*** DATA IN THIS EXERCISE Section Begins ***

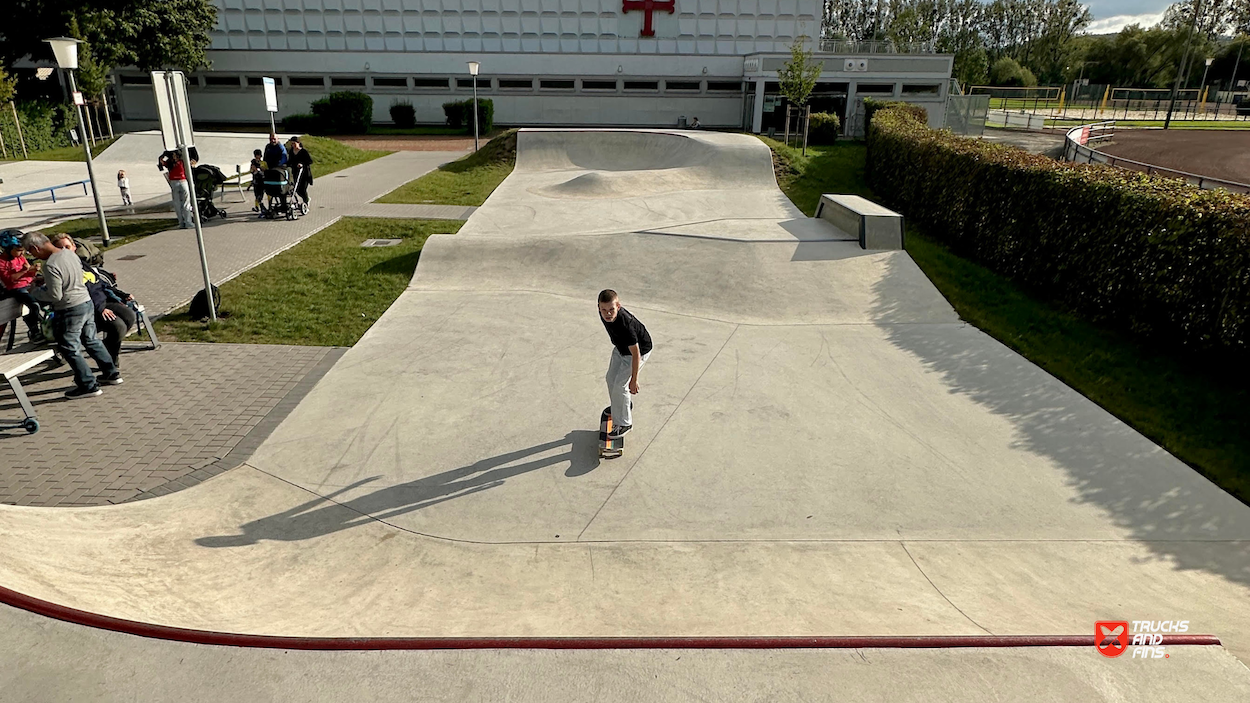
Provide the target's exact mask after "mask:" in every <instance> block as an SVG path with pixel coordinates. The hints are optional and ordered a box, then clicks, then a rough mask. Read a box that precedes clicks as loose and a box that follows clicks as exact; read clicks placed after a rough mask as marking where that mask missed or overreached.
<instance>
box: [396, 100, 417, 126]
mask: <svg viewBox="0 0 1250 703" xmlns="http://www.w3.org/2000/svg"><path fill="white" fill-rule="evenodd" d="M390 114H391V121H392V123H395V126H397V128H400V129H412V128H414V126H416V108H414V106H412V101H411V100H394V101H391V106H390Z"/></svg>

*** DATA IN THIS EXERCISE Section Ends ***
*** DATA IN THIS EXERCISE Section Begins ***

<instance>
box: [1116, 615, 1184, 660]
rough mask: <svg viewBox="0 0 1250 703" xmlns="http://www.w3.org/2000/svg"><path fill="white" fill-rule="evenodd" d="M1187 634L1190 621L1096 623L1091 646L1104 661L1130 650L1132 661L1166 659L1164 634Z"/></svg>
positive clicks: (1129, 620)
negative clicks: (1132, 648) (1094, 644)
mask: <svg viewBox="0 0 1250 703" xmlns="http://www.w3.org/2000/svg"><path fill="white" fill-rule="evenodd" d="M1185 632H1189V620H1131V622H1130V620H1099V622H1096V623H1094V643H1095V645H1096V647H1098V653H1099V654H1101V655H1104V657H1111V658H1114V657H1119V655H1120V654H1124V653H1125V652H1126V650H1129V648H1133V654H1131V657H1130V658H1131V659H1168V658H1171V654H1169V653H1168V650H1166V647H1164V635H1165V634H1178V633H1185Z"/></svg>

*** DATA IN THIS EXERCISE Section Ends ***

Return each line in both blocks above that contains the string "white".

mask: <svg viewBox="0 0 1250 703" xmlns="http://www.w3.org/2000/svg"><path fill="white" fill-rule="evenodd" d="M390 114H391V121H392V123H395V126H397V128H400V129H412V128H414V126H416V108H414V106H412V101H411V100H394V101H391V106H390Z"/></svg>
rough mask: <svg viewBox="0 0 1250 703" xmlns="http://www.w3.org/2000/svg"><path fill="white" fill-rule="evenodd" d="M1187 634L1190 621L1096 623L1091 646L1104 661L1130 650L1132 661L1166 659L1164 634Z"/></svg>
mask: <svg viewBox="0 0 1250 703" xmlns="http://www.w3.org/2000/svg"><path fill="white" fill-rule="evenodd" d="M1185 632H1189V620H1131V622H1130V620H1099V622H1096V623H1094V643H1095V645H1096V647H1098V653H1099V654H1101V655H1104V657H1111V658H1114V657H1119V655H1120V654H1124V653H1125V652H1126V650H1129V648H1133V654H1131V657H1130V658H1131V659H1168V658H1171V654H1169V653H1168V650H1166V647H1164V635H1165V634H1178V633H1185Z"/></svg>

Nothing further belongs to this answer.